- **GIVEN TEXT**:

┌────────

# Measuring / estimating methods



## sfcurt (Jul 23, 2017)

Hi all,

Flipper/GC here, and I've hired out many drywall jobs over the years and done a few as well. I encountered a new issue and want your opinions. My current drywall sub is charging by the square foot (I've usually used job quotes) and he says the way they measure square feet for drywall is:
- round each measurement UP (ie a 4'1" wall would be 5')
- don't deduct for any door or window openings

Thus, a say 10'4" x 8'6" wall with a 4x3 window opening, which I would calculate as 76 square feet (using the inches and subtracting the opening) he would calculate as 99 square feet (11x9). As you can imagine this adds up to quite a difference.

Is this standard practice and I just haven't encountered it before?

Thanks,

Curt


----------



## endo_alley_revisited (Aug 9, 2016)

When measuring for materials to be installed, you actually are best off rounding to the nearest two feet. At least on wall heights. So 9'6" (horizontally stacked) walls are rounded off to 10' for calculating sheetrock purposes. Since at 9' 6" in height, the top rip of sheetrock will have a 2' 6" rip left over to use as the top filler on the next wall. There will be a 12" non factory edge scrap left over that may be unusable. On small windows which will be picture cut, it makes sense to measure through them. As the cutout scraps will likely be unusable. On walls where there is a lot of glass, I would deduct some or most of the window area. As these walls are not going to be picture cut. This "rounding off 2' " is similar to buying lumber. If you need a 10'- 2", 2"x 6" stud, you must cut it from a 12", 2"x 6" stud.


----------



## endo_alley_revisited (Aug 9, 2016)

Now if your sub contractor bases his labor on how many sheets are installed and taped, it would make sense to use the square footage of sheetrock installed. And not the actual square footage of the walls and ceilings. Regardless, the amount you pay out is the square footage x price per foot. Also note that many things, such as window wraps, door wraps, soffits, reglit details, etc do not relate well to square foot pricing. And must be priced separately.


----------



## sfcurt (Jul 23, 2017)

└────────

- **STORED ROWS**:

┌────────

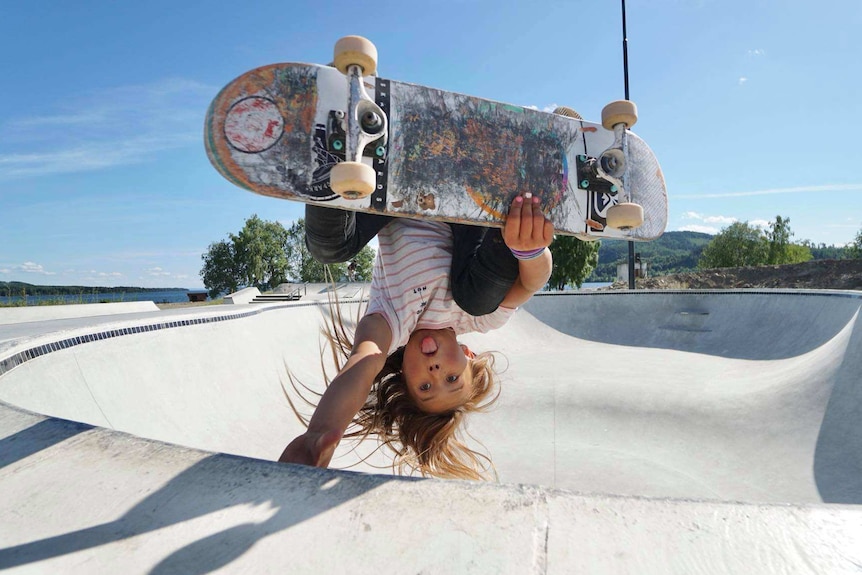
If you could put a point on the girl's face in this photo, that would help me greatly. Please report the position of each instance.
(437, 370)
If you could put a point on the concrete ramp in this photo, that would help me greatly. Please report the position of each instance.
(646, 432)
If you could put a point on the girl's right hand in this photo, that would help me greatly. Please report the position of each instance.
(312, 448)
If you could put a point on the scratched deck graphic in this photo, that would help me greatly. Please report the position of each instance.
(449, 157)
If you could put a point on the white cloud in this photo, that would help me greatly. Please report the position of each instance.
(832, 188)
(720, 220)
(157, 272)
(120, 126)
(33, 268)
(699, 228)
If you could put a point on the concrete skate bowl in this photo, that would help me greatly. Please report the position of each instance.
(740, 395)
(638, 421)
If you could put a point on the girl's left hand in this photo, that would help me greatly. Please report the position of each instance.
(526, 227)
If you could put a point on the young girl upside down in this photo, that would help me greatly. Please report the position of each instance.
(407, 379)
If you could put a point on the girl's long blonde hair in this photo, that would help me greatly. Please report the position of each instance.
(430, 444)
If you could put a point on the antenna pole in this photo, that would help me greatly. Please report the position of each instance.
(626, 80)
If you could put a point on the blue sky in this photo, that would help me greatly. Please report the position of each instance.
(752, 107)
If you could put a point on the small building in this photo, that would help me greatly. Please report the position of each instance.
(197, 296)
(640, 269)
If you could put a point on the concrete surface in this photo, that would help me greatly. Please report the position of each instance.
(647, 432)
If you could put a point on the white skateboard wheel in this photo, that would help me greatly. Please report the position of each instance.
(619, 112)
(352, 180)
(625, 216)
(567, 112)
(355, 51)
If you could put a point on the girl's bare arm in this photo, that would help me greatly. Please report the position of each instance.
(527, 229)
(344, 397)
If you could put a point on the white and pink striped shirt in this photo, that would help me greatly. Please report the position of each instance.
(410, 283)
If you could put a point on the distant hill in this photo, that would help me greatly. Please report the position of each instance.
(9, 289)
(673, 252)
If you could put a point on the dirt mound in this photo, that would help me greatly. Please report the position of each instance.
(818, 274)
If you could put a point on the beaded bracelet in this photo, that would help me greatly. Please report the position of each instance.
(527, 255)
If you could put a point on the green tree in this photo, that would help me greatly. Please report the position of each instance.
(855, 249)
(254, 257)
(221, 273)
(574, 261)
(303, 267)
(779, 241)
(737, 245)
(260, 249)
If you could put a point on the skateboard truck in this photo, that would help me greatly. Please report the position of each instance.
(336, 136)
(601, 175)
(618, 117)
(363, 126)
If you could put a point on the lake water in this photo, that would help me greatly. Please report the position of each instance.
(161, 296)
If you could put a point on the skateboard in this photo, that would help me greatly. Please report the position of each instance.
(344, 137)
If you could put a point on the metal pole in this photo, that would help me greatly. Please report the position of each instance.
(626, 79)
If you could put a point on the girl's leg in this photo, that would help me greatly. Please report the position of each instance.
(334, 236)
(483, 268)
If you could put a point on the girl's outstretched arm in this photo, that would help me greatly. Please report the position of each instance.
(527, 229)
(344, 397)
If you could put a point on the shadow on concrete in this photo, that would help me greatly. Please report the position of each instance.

└────────

- **WHAT YOU SHOULD DO**:
From the drywall measuring thread above, write out the passage that begins with the words "- don't deduct" and ends with "quite a difference.".

- **COMPLETE ANSWER**:
- don't deduct for any door or window openings

Thus, a say 10'4" x 8'6" wall with a 4x3 window opening, which I would calculate as 76 square feet (using the inches and subtracting the opening) he would calculate as 99 square feet (11x9). As you can imagine this adds up to quite a difference.